## Passage given
● ● ● ● ●

If I pay close attention, sometimes a parable is revealed to me during my prayer-time. Like today, for instance.

I’m reading a book about prayer and while studying this morning a strange thing happened. I love my porch, especially in the spring, so I love to read and have my coffee out there most mornings. I had actually been reading for hours, when I remembered that I’d not fed my dog yet. I looked down at her sitting beside me and noticed a black spider nesting on her ear. My initial reaction was just to get it off of my baby girl, so I thumped it off of her ear. Then I groaned with the thought that now the thing is somewhere close to me. I hate spiders.

Dismissing the fear and concentrating on the proper care and feeding of my pet, we left the porch and went inside to take our meds, fill the drink well and have our breakfast.

● ● ● ● ●

## Dataset excerpts
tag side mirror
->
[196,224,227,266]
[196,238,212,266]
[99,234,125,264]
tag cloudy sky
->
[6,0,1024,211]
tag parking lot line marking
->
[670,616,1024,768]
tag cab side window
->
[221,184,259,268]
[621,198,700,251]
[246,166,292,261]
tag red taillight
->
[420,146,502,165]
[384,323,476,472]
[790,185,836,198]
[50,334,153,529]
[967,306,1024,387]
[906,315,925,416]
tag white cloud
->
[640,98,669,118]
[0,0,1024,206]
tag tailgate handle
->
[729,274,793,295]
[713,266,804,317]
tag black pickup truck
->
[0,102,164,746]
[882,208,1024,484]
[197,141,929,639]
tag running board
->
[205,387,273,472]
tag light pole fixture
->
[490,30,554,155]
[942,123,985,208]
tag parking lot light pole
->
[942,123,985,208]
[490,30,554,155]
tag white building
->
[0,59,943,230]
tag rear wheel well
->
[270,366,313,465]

● ● ● ● ●

## What needs to be done
Transcribe the porch passage from "I’m reading a" to "have our breakfast.", keeping every word and punctuation mark unchanged.

## Task answer
I’m reading a book about prayer and while studying this morning a strange thing happened. I love my porch, especially in the spring, so I love to read and have my coffee out there most mornings. I had actually been reading for hours, when I remembered that I’d not fed my dog yet. I looked down at her sitting beside me and noticed a black spider nesting on her ear. My initial reaction was just to get it off of my baby girl, so I thumped it off of her ear. Then I groaned with the thought that now the thing is somewhere close to me. I hate spiders.

Dismissing the fear and concentrating on the proper care and feeding of my pet, we left the porch and went inside to take our meds, fill the drink well and have our breakfast.